**WHAT YOU NEED TO DO**
From the passage about black bear numbers below, print the words from "Not so. Bears" up to and including "70 percent forest." without any changes.

(PASSAGE SHOWN begins)

This pessimism continued late in the century.
In 1989 the Atlanta Journal-Constitution quoted a North Carolina expert, “The black bear population will decline dramatically over the coming years.”
The opposite has happened. Evidence of the bear’s prosperity blooms every year, as it has recently. Sightings around Atlanta have been increasing for more than a decade. Many news reports pooh-pooh the significance of bear sightings and try to twist them to show human fault.
 A 2006 news article explained “… human populations are growing and expanding, turning wild places traditionally inhabited by bears into subdivisions and horse farms. Bears are losing ground.”
Not so. Bears have been gaining ground for over a half-century and still are. Today, more than 1,000 live in North Georgia. There were about 2,500 in the state in 2006 according to DNR. A near linear increase has occurred since the 1930s.
Georgia hunters killed more than 300 bears last year. That’s more than existed in the state in the 1930s. With the improved environment, it’s not too surprising. Half of Georgia’s counties have fewer people per square mile than Maine and 62 counties are over 70 percent forest.
Georgia is not alone; the bear population is increasing all over the country. Maine hunters killed an average of 3,800 bears per year from 2000-2003, compared to about 1,400 in the early 1980s. Bear populations have more than quadrupled since the 1950s in Maine and Michigan.

(PASSAGE SHOWN ends)
(DATA FOR REVIEW begins)

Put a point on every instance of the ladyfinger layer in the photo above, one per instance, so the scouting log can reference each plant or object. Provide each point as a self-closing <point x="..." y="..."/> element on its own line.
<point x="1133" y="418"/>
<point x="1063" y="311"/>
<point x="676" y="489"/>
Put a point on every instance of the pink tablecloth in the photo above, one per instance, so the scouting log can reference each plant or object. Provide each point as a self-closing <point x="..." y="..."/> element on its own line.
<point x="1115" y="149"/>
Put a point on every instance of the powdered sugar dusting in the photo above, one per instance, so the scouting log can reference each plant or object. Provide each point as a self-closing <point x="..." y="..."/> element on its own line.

(DATA FOR REVIEW ends)
(DATA FOR REVIEW begins)

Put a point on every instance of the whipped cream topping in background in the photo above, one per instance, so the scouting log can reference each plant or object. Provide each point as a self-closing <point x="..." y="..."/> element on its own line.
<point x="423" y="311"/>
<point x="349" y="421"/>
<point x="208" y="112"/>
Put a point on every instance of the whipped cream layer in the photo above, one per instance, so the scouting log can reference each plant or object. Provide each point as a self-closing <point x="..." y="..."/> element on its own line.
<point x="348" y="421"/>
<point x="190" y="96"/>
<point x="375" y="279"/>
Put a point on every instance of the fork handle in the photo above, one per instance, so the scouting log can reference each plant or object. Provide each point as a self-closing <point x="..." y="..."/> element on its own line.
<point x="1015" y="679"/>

(DATA FOR REVIEW ends)
(DATA FOR REVIEW begins)

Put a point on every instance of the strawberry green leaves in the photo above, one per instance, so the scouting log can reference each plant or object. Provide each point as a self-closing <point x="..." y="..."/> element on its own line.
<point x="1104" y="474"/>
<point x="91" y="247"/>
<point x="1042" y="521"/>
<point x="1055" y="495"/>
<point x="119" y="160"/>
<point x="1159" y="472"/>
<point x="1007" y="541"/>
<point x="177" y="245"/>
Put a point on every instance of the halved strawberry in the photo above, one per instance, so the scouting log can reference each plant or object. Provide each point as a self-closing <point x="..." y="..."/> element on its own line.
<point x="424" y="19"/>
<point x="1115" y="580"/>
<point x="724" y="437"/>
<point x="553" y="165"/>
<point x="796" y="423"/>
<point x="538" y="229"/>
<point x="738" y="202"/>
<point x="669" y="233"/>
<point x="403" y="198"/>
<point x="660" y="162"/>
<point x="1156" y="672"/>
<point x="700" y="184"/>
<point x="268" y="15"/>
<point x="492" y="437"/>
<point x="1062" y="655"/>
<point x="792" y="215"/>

(DATA FOR REVIEW ends)

**ANSWER SPACE**
Not so. Bears have been gaining ground for over a half-century and still are. Today, more than 1,000 live in North Georgia. There were about 2,500 in the state in 2006 according to DNR. A near linear increase has occurred since the 1930s.
Georgia hunters killed more than 300 bears last year. That’s more than existed in the state in the 1930s. With the improved environment, it’s not too surprising. Half of Georgia’s counties have fewer people per square mile than Maine and 62 counties are over 70 percent forest.